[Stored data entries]
————————

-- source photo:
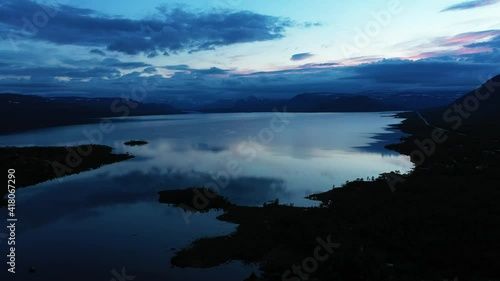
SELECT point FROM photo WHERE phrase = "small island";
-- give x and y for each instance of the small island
(135, 143)
(36, 164)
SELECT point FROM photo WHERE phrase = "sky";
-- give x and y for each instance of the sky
(204, 50)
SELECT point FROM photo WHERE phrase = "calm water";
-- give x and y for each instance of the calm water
(83, 226)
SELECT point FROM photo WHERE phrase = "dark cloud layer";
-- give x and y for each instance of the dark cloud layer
(169, 31)
(470, 5)
(301, 56)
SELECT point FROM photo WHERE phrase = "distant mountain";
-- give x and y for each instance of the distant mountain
(309, 102)
(334, 103)
(24, 112)
(472, 112)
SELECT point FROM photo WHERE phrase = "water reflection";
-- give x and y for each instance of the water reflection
(110, 218)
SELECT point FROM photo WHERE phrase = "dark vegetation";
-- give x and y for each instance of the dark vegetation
(135, 143)
(35, 164)
(441, 221)
(26, 112)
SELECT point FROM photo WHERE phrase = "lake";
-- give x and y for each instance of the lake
(93, 225)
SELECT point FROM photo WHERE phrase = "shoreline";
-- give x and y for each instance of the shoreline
(424, 227)
(37, 164)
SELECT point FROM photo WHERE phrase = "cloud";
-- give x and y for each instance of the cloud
(301, 56)
(470, 5)
(97, 52)
(149, 70)
(125, 65)
(494, 43)
(167, 31)
(211, 71)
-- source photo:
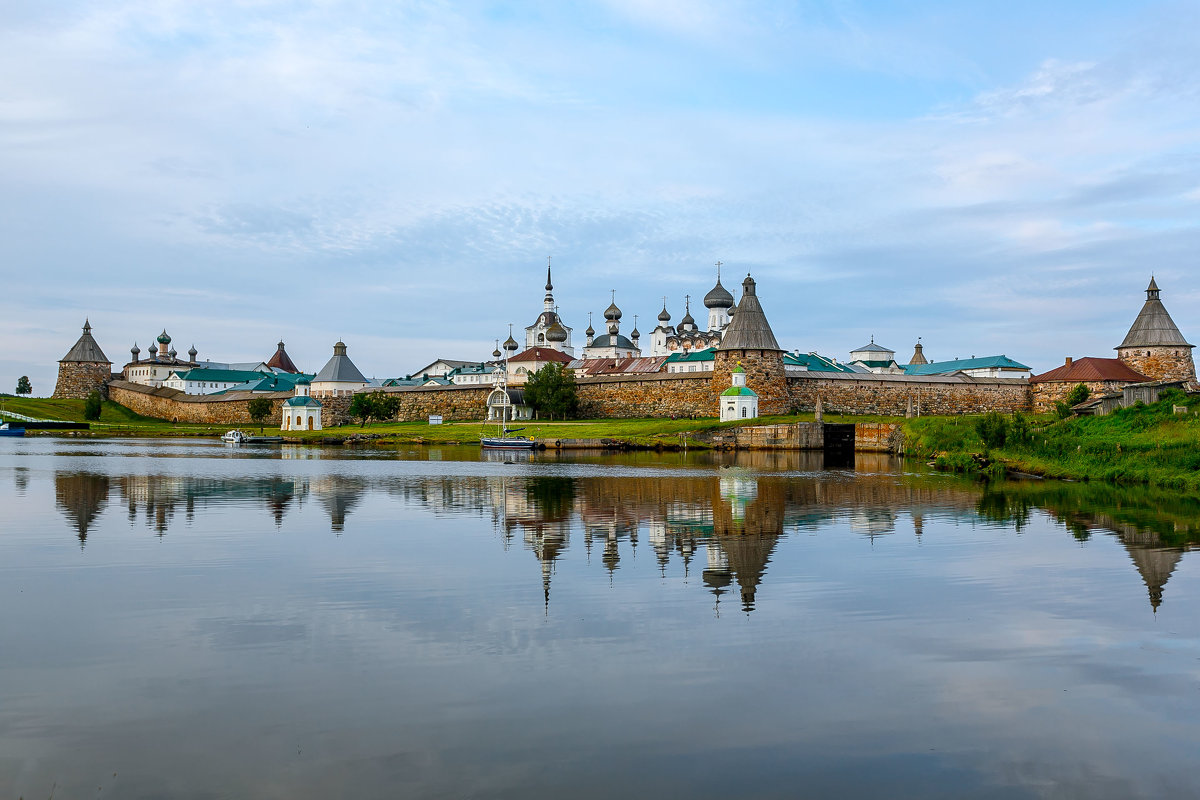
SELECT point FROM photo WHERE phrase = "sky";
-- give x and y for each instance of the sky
(991, 178)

————————

Exercise: Transcribe the records above exactly, excluding every picture.

Reply:
-- source photo:
SELECT point FROM photo WHERE phrase = "small island";
-- give x and y for each instance of the small island
(135, 143)
(36, 164)
SELECT point FROM photo WHERE phrase = "sky";
-- give x and y for each instance of the sky
(204, 50)
SELECT point FROM photo WHERE phrase = "calm water";
-- give x and y for each instance of the calm water
(83, 226)
SELECT point FROM photo WHERE phrase = "dark cloud layer";
-- give x and y for each instance of the dark cloud layer
(169, 31)
(470, 5)
(301, 56)
SELECT point FROM photo WHERE phrase = "distant mountain";
-- give x and y for each instance of the distant mountain
(309, 102)
(334, 103)
(24, 112)
(472, 112)
SELECT point FROM photo WHERE phrase = "water reflection";
-- give x and y for each instance of the water reflection
(110, 218)
SELECT point FROM photo WHERE phrase = "dark vegetation";
-- give x and y for each instance of the dark vegetation
(135, 143)
(35, 164)
(441, 221)
(26, 112)
SELECT point FROM photo WHERE phrase = "lake";
-- give x and y for each instance of the lake
(93, 225)
SELECT point FROM photo WHERE phrase = "shoreline";
-- give x and y for each instance of the shoreline
(424, 227)
(37, 164)
SELECT point FROM photo WHERE phrase = "cloud";
-- give x and y for each instance of the cloud
(301, 56)
(470, 5)
(97, 52)
(149, 70)
(125, 65)
(494, 43)
(167, 31)
(211, 71)
-- source photo:
SELECT point FROM photo WHERE phrase = "sky";
-- give x and y for each instance of the sky
(991, 178)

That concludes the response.